Filter the records below, copying out every line that contains the word "black". Case counts.

#### [Data for this exercise]
┌────────
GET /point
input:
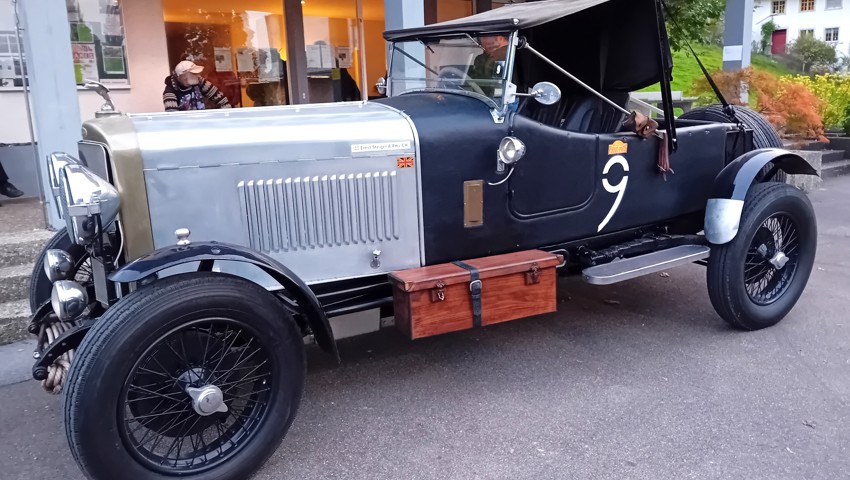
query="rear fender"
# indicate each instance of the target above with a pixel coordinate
(726, 202)
(168, 257)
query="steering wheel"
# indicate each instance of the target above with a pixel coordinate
(451, 77)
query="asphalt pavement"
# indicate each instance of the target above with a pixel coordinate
(640, 380)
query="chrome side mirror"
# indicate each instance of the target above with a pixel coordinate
(108, 108)
(546, 93)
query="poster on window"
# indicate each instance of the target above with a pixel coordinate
(343, 57)
(246, 60)
(113, 60)
(81, 33)
(85, 62)
(223, 59)
(112, 25)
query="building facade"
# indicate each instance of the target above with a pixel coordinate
(827, 20)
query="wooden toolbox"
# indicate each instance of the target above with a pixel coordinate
(446, 297)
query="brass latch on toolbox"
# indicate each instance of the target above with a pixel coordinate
(438, 294)
(533, 276)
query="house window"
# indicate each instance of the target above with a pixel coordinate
(11, 73)
(831, 34)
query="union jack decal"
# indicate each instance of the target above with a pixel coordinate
(405, 162)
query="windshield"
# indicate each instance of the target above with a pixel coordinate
(473, 65)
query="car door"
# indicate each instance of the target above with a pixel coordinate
(575, 185)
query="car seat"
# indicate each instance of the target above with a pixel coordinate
(591, 114)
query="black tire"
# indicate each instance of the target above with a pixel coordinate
(40, 286)
(764, 135)
(112, 359)
(745, 288)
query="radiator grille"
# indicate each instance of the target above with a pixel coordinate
(316, 212)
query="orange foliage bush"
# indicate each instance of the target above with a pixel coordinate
(789, 106)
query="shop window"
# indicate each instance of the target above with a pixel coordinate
(452, 9)
(831, 34)
(240, 44)
(98, 41)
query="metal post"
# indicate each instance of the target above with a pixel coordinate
(27, 102)
(296, 52)
(738, 37)
(430, 11)
(479, 6)
(361, 40)
(50, 68)
(400, 14)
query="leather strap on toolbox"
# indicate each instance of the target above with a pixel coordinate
(474, 291)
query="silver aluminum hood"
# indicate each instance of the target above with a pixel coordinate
(321, 188)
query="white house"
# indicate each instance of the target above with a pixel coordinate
(827, 20)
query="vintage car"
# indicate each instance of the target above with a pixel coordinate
(204, 249)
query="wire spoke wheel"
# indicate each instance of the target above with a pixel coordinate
(757, 278)
(771, 260)
(196, 396)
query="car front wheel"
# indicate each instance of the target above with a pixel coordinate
(198, 376)
(757, 278)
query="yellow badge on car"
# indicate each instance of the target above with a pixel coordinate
(404, 162)
(618, 148)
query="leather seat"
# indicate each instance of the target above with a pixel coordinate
(585, 113)
(591, 114)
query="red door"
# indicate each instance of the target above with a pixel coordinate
(778, 41)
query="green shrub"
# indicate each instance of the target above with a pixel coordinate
(833, 91)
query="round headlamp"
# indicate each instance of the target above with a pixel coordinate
(69, 300)
(511, 149)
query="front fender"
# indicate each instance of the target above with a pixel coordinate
(726, 202)
(211, 251)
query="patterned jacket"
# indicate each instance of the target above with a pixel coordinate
(177, 98)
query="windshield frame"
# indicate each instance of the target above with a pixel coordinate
(498, 108)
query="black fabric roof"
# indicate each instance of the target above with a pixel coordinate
(509, 17)
(611, 45)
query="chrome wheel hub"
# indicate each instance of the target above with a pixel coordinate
(779, 260)
(207, 400)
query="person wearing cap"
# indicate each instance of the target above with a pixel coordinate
(185, 89)
(6, 187)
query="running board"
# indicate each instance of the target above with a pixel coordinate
(626, 269)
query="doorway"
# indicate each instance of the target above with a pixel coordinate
(779, 40)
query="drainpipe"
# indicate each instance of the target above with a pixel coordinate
(25, 85)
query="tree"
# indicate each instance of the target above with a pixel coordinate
(694, 21)
(813, 52)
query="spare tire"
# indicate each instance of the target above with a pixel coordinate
(764, 135)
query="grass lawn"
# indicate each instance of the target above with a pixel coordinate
(686, 69)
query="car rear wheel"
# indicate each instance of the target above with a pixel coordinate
(198, 376)
(764, 135)
(757, 278)
(41, 286)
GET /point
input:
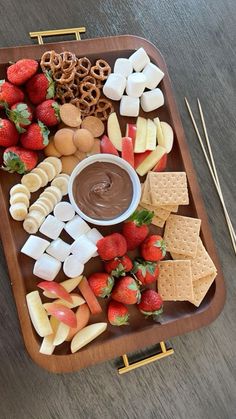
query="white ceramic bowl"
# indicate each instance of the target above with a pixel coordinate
(119, 162)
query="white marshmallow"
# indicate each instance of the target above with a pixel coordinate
(76, 227)
(136, 83)
(114, 86)
(152, 99)
(123, 66)
(153, 75)
(83, 248)
(59, 249)
(72, 267)
(52, 227)
(129, 106)
(139, 59)
(64, 211)
(34, 247)
(47, 267)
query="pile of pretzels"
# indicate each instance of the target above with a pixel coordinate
(78, 82)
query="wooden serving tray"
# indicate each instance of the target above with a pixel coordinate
(178, 317)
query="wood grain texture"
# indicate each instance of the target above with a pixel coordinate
(197, 39)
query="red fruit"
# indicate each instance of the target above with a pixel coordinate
(8, 133)
(101, 284)
(135, 229)
(153, 248)
(151, 303)
(9, 94)
(22, 71)
(161, 165)
(36, 137)
(21, 114)
(107, 146)
(48, 112)
(146, 272)
(119, 266)
(117, 314)
(128, 150)
(112, 246)
(40, 87)
(126, 291)
(20, 160)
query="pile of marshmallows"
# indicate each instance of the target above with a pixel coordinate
(145, 76)
(50, 256)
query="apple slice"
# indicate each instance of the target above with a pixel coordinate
(151, 160)
(89, 296)
(128, 150)
(151, 134)
(140, 140)
(62, 313)
(107, 146)
(82, 315)
(161, 165)
(38, 314)
(131, 130)
(69, 285)
(57, 289)
(86, 335)
(113, 130)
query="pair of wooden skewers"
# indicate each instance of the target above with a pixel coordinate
(212, 167)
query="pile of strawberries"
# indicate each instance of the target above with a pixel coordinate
(124, 279)
(18, 127)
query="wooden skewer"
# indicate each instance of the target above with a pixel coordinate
(230, 227)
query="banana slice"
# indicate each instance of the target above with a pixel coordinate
(61, 183)
(32, 181)
(19, 197)
(42, 174)
(18, 188)
(49, 169)
(55, 191)
(18, 211)
(55, 162)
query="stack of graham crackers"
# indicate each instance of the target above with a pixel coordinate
(162, 193)
(191, 272)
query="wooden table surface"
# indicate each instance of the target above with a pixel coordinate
(198, 41)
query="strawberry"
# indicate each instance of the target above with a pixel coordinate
(101, 284)
(117, 314)
(146, 272)
(153, 248)
(151, 303)
(9, 94)
(126, 291)
(112, 246)
(21, 114)
(161, 165)
(20, 160)
(40, 87)
(107, 146)
(36, 136)
(48, 112)
(119, 266)
(128, 150)
(135, 229)
(21, 71)
(8, 133)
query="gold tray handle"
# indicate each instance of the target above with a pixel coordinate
(129, 367)
(56, 32)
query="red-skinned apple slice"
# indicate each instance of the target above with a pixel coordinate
(107, 146)
(62, 313)
(128, 150)
(131, 130)
(113, 130)
(57, 289)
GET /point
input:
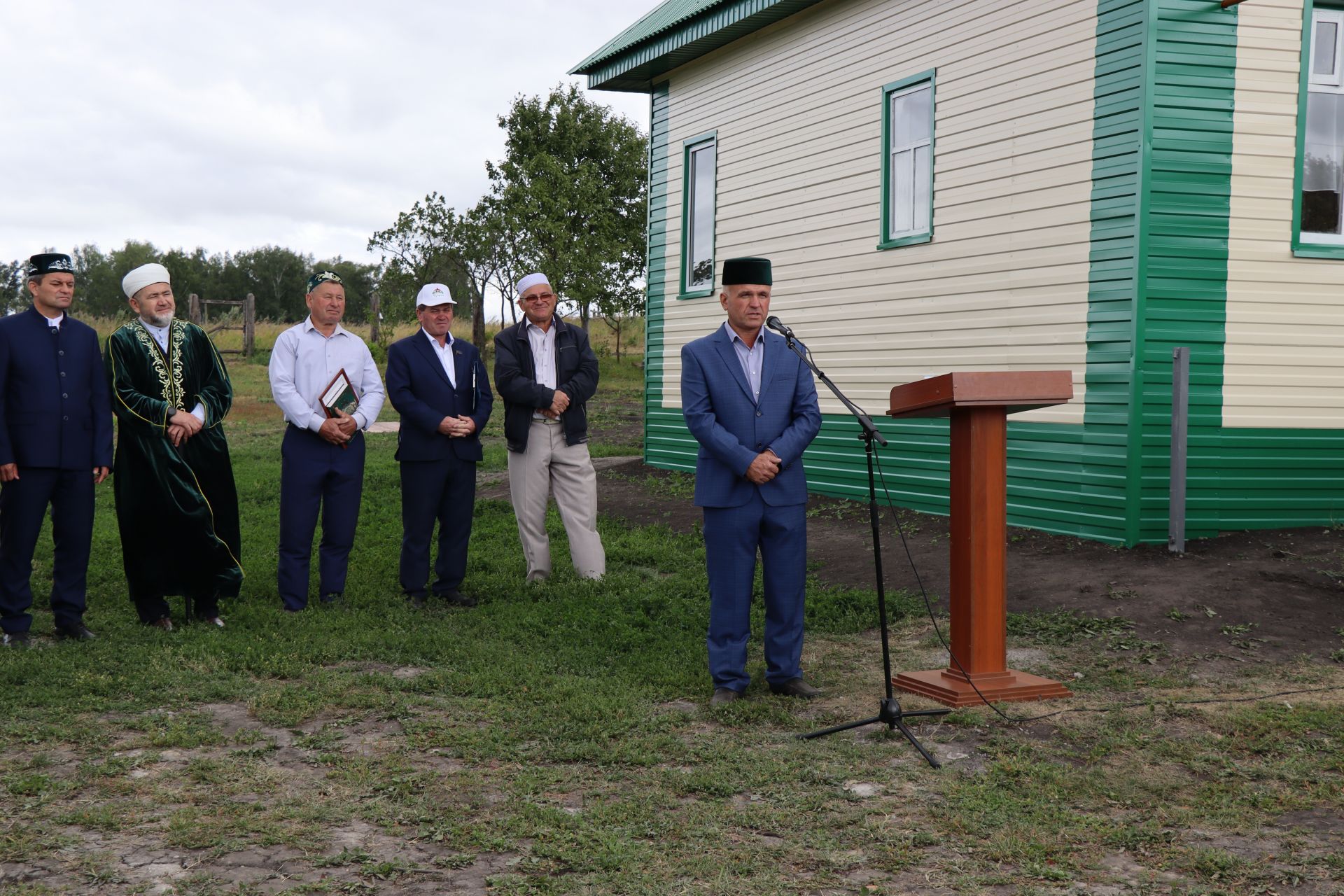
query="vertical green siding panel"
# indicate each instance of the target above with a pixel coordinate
(1184, 277)
(662, 429)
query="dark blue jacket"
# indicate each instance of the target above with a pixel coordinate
(515, 378)
(419, 388)
(733, 428)
(54, 406)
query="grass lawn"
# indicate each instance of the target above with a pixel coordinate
(556, 739)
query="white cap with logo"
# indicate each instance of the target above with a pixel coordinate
(435, 295)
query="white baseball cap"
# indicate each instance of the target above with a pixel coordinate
(433, 295)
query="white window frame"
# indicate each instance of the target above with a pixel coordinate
(1327, 83)
(894, 158)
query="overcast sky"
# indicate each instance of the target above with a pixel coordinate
(300, 124)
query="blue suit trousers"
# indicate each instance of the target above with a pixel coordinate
(442, 491)
(316, 476)
(23, 504)
(732, 539)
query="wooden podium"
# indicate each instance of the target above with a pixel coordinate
(979, 405)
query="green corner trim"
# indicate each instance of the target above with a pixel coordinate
(885, 239)
(656, 279)
(1139, 337)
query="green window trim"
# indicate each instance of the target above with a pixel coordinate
(685, 290)
(886, 239)
(1306, 248)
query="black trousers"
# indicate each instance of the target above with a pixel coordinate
(442, 491)
(316, 476)
(23, 504)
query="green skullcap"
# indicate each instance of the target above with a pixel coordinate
(748, 270)
(324, 277)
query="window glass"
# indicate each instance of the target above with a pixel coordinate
(1323, 162)
(1323, 49)
(909, 162)
(1322, 211)
(699, 255)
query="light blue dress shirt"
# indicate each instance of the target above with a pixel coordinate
(752, 359)
(445, 356)
(304, 362)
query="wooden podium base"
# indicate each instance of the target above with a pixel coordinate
(952, 688)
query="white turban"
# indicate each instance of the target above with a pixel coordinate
(144, 276)
(530, 281)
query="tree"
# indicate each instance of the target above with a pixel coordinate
(14, 292)
(571, 188)
(421, 248)
(360, 284)
(279, 279)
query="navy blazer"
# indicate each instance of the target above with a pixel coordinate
(419, 388)
(733, 428)
(54, 406)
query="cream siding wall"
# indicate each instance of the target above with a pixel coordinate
(1285, 316)
(799, 117)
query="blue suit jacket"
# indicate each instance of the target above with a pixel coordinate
(54, 406)
(419, 388)
(733, 428)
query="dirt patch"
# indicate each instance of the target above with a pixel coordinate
(1243, 597)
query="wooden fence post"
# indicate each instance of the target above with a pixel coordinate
(249, 326)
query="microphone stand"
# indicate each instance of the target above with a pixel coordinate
(889, 710)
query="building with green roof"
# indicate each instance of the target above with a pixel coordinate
(1066, 184)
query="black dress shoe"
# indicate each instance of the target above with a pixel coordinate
(796, 688)
(458, 599)
(74, 631)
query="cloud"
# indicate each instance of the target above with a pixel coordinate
(300, 124)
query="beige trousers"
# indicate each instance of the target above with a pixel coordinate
(550, 465)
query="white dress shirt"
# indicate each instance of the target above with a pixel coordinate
(304, 363)
(543, 352)
(543, 356)
(752, 359)
(445, 356)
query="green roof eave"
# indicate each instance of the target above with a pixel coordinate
(676, 33)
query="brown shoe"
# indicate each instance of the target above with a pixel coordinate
(796, 688)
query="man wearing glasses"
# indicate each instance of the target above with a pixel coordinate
(438, 386)
(321, 456)
(546, 371)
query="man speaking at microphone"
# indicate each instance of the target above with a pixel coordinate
(752, 405)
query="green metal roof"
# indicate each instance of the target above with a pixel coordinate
(673, 34)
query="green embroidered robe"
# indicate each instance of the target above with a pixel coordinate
(176, 507)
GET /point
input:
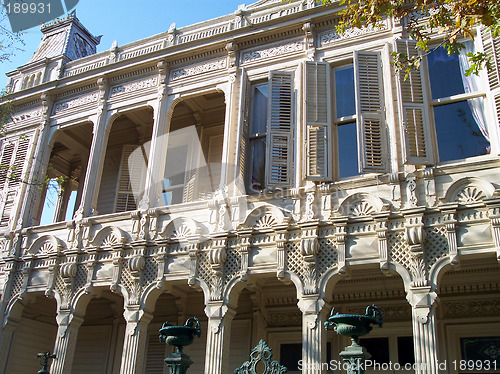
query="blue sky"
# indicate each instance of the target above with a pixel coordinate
(128, 20)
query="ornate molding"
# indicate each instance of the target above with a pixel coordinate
(76, 102)
(133, 86)
(198, 69)
(277, 50)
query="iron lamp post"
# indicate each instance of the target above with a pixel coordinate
(354, 326)
(44, 361)
(180, 336)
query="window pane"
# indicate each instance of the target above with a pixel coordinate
(457, 132)
(70, 210)
(49, 206)
(259, 114)
(290, 354)
(481, 350)
(175, 169)
(406, 353)
(258, 149)
(378, 348)
(344, 92)
(348, 150)
(444, 73)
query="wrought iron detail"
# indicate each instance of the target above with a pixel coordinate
(261, 353)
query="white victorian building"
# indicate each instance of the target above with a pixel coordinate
(254, 171)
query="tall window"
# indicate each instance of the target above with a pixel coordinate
(358, 118)
(457, 102)
(345, 120)
(257, 137)
(270, 133)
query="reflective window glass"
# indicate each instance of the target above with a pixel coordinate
(347, 149)
(457, 132)
(344, 92)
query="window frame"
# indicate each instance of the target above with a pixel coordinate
(344, 120)
(280, 130)
(446, 100)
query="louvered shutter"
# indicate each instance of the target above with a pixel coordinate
(245, 93)
(214, 161)
(130, 178)
(492, 48)
(14, 161)
(155, 354)
(318, 129)
(279, 153)
(372, 143)
(411, 93)
(191, 171)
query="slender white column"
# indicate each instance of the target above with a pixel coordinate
(159, 141)
(220, 317)
(424, 330)
(134, 345)
(65, 345)
(6, 336)
(95, 163)
(313, 333)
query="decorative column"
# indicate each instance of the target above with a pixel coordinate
(313, 334)
(6, 336)
(156, 165)
(65, 345)
(96, 158)
(449, 212)
(135, 341)
(220, 317)
(422, 301)
(494, 216)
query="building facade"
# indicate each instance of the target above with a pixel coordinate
(254, 170)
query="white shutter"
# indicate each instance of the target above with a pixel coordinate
(372, 143)
(155, 354)
(191, 171)
(214, 160)
(245, 93)
(411, 93)
(130, 178)
(318, 129)
(491, 47)
(14, 161)
(279, 152)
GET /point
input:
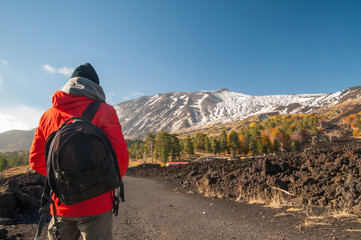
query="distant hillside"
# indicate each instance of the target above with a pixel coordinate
(16, 140)
(191, 111)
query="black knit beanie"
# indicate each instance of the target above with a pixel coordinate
(86, 71)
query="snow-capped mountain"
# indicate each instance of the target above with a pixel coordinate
(174, 111)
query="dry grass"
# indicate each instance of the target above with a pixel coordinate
(313, 219)
(342, 213)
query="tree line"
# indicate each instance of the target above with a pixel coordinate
(278, 133)
(13, 159)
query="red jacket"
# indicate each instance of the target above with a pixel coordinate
(64, 107)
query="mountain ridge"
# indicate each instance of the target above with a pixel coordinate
(181, 112)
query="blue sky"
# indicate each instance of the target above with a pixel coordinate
(256, 47)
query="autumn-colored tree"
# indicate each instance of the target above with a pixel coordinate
(223, 142)
(200, 142)
(214, 145)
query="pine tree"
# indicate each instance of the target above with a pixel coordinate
(3, 163)
(188, 146)
(234, 143)
(223, 142)
(162, 146)
(150, 144)
(214, 145)
(175, 147)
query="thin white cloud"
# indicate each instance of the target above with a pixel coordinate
(20, 117)
(64, 70)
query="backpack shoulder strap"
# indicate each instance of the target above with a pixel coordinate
(91, 110)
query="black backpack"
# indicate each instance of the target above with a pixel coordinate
(80, 163)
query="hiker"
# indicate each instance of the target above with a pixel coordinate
(92, 218)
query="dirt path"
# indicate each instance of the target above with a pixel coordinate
(154, 211)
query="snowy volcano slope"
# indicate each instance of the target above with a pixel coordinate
(174, 111)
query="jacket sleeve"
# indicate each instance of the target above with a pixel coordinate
(37, 153)
(113, 130)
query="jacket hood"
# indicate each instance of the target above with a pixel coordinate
(83, 87)
(76, 92)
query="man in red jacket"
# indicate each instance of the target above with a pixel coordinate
(92, 219)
└────────
#### [Correct answer]
query="black tire"
query="black fabric roof"
query="black trousers"
query="black dress shoe"
query="black knit beanie"
query="black backpack"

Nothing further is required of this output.